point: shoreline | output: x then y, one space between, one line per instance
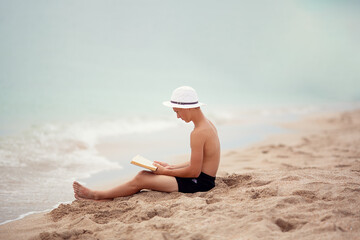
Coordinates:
257 160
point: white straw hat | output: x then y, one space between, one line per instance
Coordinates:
184 97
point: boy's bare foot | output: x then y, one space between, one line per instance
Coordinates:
82 192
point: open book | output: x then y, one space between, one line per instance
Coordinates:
143 162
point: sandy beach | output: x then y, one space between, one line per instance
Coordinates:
303 185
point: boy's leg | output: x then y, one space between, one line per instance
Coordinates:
143 180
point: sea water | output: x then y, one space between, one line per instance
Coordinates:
75 75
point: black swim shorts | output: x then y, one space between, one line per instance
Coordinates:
203 183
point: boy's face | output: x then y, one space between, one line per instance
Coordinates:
182 113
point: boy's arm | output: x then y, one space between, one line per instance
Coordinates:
193 169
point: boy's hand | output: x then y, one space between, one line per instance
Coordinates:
165 165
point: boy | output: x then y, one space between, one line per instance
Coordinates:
196 175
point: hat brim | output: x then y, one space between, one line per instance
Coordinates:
185 106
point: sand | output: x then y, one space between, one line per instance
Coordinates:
304 185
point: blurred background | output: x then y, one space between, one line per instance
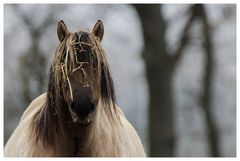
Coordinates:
174 69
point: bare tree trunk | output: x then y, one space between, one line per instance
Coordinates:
159 71
213 136
32 64
160 66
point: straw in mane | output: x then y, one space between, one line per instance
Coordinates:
78 115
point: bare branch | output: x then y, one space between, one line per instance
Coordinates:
184 40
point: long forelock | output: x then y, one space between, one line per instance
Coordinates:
46 121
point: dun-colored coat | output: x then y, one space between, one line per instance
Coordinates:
78 115
105 138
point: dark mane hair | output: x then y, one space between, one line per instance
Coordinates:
48 121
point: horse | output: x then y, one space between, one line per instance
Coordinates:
78 114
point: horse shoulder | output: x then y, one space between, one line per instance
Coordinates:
133 145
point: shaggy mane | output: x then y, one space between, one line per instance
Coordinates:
48 122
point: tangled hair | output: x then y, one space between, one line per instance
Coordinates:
77 52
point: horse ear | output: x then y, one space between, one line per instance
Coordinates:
62 30
98 29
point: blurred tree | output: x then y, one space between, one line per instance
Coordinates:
206 98
160 67
32 63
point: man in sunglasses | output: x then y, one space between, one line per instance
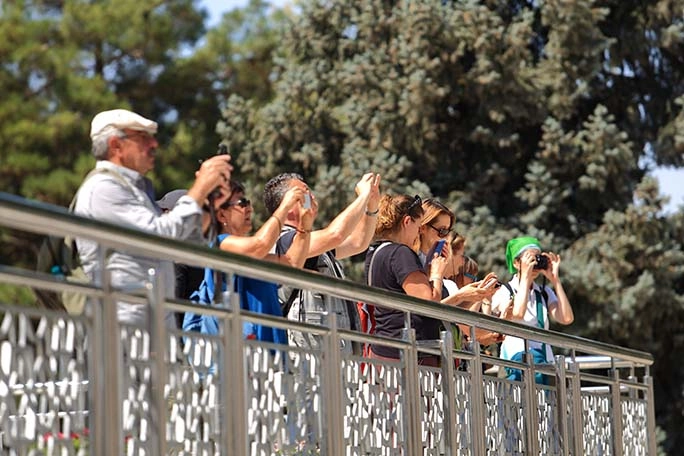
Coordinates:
349 233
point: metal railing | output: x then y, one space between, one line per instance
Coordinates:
87 385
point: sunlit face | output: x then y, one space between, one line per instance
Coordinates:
437 229
135 151
528 253
235 215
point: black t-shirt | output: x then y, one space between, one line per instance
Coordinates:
391 267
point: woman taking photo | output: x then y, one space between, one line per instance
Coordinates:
394 266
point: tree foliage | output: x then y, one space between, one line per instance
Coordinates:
526 117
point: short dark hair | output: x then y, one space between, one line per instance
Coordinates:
275 189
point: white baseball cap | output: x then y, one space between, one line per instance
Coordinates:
121 118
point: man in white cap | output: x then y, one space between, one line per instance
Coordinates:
116 191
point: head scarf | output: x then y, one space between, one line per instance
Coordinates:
517 246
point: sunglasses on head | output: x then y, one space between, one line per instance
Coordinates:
470 276
242 202
417 201
441 232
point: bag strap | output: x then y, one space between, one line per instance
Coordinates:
370 265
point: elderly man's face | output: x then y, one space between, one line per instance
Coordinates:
136 151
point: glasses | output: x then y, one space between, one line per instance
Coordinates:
242 202
470 276
416 202
441 232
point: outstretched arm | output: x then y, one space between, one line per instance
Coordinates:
560 311
336 234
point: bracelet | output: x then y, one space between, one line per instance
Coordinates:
280 224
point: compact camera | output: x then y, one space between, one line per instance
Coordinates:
541 262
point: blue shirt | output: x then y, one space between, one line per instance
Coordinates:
256 296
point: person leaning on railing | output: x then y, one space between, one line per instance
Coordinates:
117 192
397 267
234 219
524 301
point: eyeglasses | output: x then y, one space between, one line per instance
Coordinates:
441 232
416 202
242 202
470 276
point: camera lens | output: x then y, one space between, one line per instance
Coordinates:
541 262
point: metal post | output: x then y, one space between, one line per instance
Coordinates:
562 417
650 410
112 434
158 359
411 394
532 406
616 409
477 407
233 392
447 349
577 423
332 390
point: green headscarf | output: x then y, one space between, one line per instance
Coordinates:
517 246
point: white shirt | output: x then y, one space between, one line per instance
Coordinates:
105 197
500 300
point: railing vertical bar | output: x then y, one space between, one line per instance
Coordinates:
531 405
578 423
233 383
447 349
477 406
113 362
650 413
411 395
158 358
333 391
562 411
616 409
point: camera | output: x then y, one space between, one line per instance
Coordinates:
541 262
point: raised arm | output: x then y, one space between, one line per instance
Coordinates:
258 245
560 311
336 234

○ ○ ○ ○ ○

Assignment → Every line above from the line with "point: woman taking" to the line with "point: green headscarf", both included, must be reproduced exactly, and no other line may appear.

Written response →
point: woman taking photo | output: x then y, one space between, one line per instance
Coordinates:
394 266
point: tree foliage | output: x then y, one space between, one line per instance
Coordinates:
526 117
point: short dark hair | output: x then y, one space between, one line per instance
Coordinates:
275 189
point: white baseball cap | output: x then y, one space between, one line per instance
Coordinates:
121 118
point: man in white cap | output: x then y, one space between, one line per instance
Coordinates:
116 191
point: head scarf | output: x then y, one space between, one line per instance
Coordinates:
517 246
point: sunglasses on head | output: x then y, one space between, one line per instance
Coordinates:
470 276
242 202
417 201
441 232
point: bag strap | output: x then y, one space between, one line per instance
Coordinates:
370 265
point: elderly man's face | output: x then y, one space between, one line per instance
Coordinates:
136 151
point: glasses | output: x then y, one space between, one line per instance
Coordinates:
242 202
470 276
416 202
441 232
point: outstretched arm | output: x then y, one space between, one line per instance
Coordinates:
560 311
336 234
point: bracelet | output: x then y, one space between, one line per instance
Coordinates:
280 224
point: compact camera | output: x then y, one space between, one line per instance
Coordinates:
541 262
point: blue shirt | output: x then y, one space between, one line per instance
Coordinates:
256 296
point: person leaning on railing | output: x then y, one space between, one line per instance
Coordinates:
117 192
397 267
234 219
524 301
point: eyeglasses | output: x then y, one space between, one line per instance
Coordinates:
441 232
416 202
242 202
470 276
point: camera lens | output: x then y, one space between, one line per instance
Coordinates:
541 262
point: metal post | output: x then y, one space between, one line per instance
Coordinates:
562 417
650 410
112 434
158 359
411 394
532 406
616 409
477 407
233 392
447 349
577 423
332 390
point: green headscarf | output: x then y, one space between, one line per instance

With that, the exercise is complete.